Extract to read –
## start

Obama’s doing exactly what he said he’d do. This is just the latest of several indicators that the foreign policy of the United States is fundamentally shifting from a position of confrontation to a position of accommodation. From the kissing up to Chavez, to the support of Zelaya in Honduras Obama is the lead participant in the attempt to reshape global political systems from potpourri to a leftist one-size-fits-all system.

QUI BONO ?

ANALYSIS-US FIRMS, OTHERS MAY GAIN FROM SHIELD PULLBACK
http://www.reuters.com/article/asiaCrisis/idUSB688381

among them: GE

GENERAL ELECTRIC MAY BE THE COMPANY WITH THE CLOSEST TIES TO THE OBAMA ADMINISTRATION (if not, GE is second only to Goldman Sachs), and here we see the company benefiting from an abrupt foreign policy change made by President Obama.

GE CEO JEFF IMMELT SITS ON OBAMA’S ECONOMIC RECOVERY ADVISORY BOARD, AND GE OWNS MSNBC, THE NETWORK FAMOUSLY FRIENDLY TO OBAMA.

Holy Cow – the only military action our precious leader has seen is on TV, and he thinks he is qualified to make a decision of this caliber? What an ego this idiot has. He isn’t even smart enough to surround himself with people who can make good decisions.
We are really in trouble. Thanks libs – you signed our death warrants last Nov. Yours too, in case you haven’t noticed.
Good job a**holes.
Madalyn

It gets worse.

Not only has Obama screwed the Poles and the Czechs, but he’s backstabbed the Georgins as well.

As someone way smarter than me said oh, about 10 months ago:

There are two kinds of voters in this country
Those that remember how awful things were with Carter,
And those that are about to find out.

Looks like the second group’s education has begun.

I keep thinking, Red Dawn, Russia is not someone to take lightly.

Tom, I’m thinking the same thing. And Patrick Swayze, who starred in Red Dawn, just died.
This could all happen very soon.

http://www.americanthinker.com/blog/2009/09/obama_believes_the_bears_wont.html

Obama believes the bears won’t kill him

Neil Braithwaite
*********************************************
In less than nine months Obama has managed to destroy everything Ronald Reagan accomplished and more.

Obama has not shelved the missile defense plan. He simply wants to put it on board US navy ships, which can be moved close to Iran.

smrstrauss, good. Explain that to Poland and the Czech Republic.

With the Defense cuts there will be fewer ships deployed. Explain that
to Poland and the Czech Republic.

To understand the bitterness in Poland, 70 years ago today, the headline in the New York Times read “Russians Drive 40 Miles Into Poland, Defense Weak; Polish President In Rumania, Warsaw Holding Out; Britain and France, Concerned, Consult On Action.
The utter insensitivity to the date is amazing.
So much for “Smart Diplomacy”.

The only campaign promises that Obama has kept have adverse impacts on the military capability of this country:

killing Future Combat System
capping F-22 at 187 aircraft
limiting the AK based BMD system
canceling the East Europe based BMD system

Re explain that to Poland and Czech.

## end

Written instruction 1 –
Return the passage of the missile shield comment thread from "To understand the" up to and including "Consult On Action.".
The rows that follow are unrelated to the missile shield comment thread.

Material to process –
## start

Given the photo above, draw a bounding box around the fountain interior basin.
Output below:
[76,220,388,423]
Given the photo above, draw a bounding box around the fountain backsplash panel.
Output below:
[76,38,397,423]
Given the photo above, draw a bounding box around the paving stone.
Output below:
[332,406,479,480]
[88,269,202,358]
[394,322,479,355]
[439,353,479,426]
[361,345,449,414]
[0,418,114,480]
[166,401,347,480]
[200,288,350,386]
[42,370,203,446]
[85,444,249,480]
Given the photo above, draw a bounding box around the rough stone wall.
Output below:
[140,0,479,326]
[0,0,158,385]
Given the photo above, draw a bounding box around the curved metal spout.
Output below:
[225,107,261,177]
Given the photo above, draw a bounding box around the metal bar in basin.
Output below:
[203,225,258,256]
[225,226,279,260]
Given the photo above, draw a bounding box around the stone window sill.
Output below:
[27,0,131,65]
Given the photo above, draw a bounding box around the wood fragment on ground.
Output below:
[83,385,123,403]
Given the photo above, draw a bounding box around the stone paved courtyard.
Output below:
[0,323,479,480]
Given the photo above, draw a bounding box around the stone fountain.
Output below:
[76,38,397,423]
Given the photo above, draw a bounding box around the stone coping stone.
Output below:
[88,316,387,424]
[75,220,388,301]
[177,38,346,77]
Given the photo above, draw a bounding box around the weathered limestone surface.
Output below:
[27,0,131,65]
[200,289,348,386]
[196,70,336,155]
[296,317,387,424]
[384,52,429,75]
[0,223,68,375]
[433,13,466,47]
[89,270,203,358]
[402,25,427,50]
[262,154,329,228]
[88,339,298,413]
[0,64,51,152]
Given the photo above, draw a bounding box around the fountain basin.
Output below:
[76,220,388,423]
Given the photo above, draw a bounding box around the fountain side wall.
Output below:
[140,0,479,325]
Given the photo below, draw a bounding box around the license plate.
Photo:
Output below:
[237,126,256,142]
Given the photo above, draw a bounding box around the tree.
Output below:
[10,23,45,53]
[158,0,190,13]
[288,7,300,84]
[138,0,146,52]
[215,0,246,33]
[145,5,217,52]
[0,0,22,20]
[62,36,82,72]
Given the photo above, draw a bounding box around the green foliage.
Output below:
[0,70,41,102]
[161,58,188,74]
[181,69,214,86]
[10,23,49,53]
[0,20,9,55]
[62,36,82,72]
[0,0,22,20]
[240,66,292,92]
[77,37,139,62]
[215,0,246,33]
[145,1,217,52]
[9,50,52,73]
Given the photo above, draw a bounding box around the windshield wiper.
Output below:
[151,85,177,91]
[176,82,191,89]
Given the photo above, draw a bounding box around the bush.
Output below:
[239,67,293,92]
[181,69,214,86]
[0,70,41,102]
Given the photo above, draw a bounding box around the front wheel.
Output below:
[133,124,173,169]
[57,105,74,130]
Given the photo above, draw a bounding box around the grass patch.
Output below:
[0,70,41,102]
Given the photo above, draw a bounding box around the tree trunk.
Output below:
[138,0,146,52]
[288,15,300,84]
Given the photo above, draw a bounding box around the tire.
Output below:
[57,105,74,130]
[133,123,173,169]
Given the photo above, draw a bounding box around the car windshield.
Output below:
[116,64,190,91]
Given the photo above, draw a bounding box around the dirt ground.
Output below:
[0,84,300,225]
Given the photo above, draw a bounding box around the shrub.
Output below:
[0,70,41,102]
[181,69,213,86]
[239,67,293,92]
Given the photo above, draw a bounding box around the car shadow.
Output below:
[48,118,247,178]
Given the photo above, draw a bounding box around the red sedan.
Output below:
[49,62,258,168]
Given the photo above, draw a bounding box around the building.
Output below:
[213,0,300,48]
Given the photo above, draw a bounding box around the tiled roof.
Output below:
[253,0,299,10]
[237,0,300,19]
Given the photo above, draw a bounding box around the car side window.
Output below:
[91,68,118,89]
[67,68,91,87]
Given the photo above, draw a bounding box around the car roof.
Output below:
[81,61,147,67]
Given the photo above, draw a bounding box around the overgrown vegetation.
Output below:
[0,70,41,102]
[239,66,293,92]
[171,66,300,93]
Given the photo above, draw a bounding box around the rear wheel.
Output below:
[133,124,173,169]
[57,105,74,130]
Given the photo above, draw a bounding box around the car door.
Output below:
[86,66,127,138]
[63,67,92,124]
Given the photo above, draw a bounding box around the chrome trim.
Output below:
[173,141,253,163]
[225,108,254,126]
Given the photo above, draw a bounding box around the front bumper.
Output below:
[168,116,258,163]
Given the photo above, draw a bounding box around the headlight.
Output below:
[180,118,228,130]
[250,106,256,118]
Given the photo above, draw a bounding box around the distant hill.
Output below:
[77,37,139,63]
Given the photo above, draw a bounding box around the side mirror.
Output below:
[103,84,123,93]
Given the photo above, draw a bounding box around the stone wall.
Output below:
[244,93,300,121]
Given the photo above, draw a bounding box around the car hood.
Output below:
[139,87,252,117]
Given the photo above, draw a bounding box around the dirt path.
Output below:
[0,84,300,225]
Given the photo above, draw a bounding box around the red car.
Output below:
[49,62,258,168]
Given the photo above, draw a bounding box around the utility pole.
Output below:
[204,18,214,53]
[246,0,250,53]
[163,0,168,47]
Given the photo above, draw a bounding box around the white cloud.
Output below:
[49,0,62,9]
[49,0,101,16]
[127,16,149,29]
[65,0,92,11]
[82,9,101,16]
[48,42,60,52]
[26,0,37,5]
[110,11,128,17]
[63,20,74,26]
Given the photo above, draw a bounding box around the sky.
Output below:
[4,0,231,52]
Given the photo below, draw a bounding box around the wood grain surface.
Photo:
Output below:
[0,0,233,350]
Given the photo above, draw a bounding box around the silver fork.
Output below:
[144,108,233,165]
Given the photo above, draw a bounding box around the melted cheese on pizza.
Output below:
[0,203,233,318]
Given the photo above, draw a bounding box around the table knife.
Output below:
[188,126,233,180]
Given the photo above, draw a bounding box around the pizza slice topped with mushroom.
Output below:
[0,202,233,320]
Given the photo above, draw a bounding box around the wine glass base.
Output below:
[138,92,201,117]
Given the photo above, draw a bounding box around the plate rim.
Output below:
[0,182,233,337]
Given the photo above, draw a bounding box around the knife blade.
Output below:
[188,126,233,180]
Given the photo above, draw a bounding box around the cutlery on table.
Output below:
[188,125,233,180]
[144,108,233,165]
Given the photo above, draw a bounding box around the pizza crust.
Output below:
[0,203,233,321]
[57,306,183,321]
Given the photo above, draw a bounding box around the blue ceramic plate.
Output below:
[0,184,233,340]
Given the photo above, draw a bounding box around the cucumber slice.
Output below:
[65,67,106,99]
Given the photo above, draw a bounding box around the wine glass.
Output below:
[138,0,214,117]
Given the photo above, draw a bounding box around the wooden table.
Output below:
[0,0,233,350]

## end

Written instruction 2 –
Offset every bounding box coordinate by 98 in the rows from the line with "the dirt ground." up to and including the line with "[237,0,300,19]". Write out each of those lines again, and nothing beyond them.

Exercise solution 1 –
To understand the bitterness in Poland, 70 years ago today, the headline in the New York Times read “Russians Drive 40 Miles Into Poland, Defense Weak; Polish President In Rumania, Warsaw Holding Out; Britain and France, Concerned, Consult On Action.

Exercise solution 2 –
Given the photo above, draw a bounding box around the dirt ground.
Output below:
[98,182,398,323]
Given the photo above, draw a bounding box around the shrub.
Output below:
[98,168,139,200]
[279,167,311,184]
[337,165,391,190]
Given the photo above, draw a bounding box around the car shadow.
Output below:
[146,216,345,276]
Given the photo above, draw a bounding box around the red sedan.
Output below:
[147,160,356,266]
Given the photo above, draw a bounding box around the building.
Output below:
[311,98,398,146]
Given the photo above, draw a bounding box around the tiled roof.
Output below:
[351,98,397,108]
[335,98,398,117]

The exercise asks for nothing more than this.